EXERCISE DETAILS: Filter the records and copy out every line that contains the word "dark". Matching is case-sensitive.
____
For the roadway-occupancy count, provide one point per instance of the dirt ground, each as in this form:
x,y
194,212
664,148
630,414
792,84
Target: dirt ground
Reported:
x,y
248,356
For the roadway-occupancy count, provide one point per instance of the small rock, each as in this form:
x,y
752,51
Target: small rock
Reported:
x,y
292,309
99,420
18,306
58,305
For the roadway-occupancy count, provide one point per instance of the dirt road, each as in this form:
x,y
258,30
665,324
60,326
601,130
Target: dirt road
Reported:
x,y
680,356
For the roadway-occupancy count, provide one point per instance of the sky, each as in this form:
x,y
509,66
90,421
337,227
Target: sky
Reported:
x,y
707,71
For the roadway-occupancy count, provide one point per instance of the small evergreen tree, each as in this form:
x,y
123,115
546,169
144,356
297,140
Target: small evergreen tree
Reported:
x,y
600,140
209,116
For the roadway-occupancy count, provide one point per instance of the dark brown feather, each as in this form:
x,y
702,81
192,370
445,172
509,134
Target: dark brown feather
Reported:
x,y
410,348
____
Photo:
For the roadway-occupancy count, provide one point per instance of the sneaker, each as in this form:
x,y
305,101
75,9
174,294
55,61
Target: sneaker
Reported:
____
RESPONSE TO THIS EXERCISE:
For the roadway-occupancy count, provide one point per instance of the dark brown feather, each as in this form:
Target: dark brown feather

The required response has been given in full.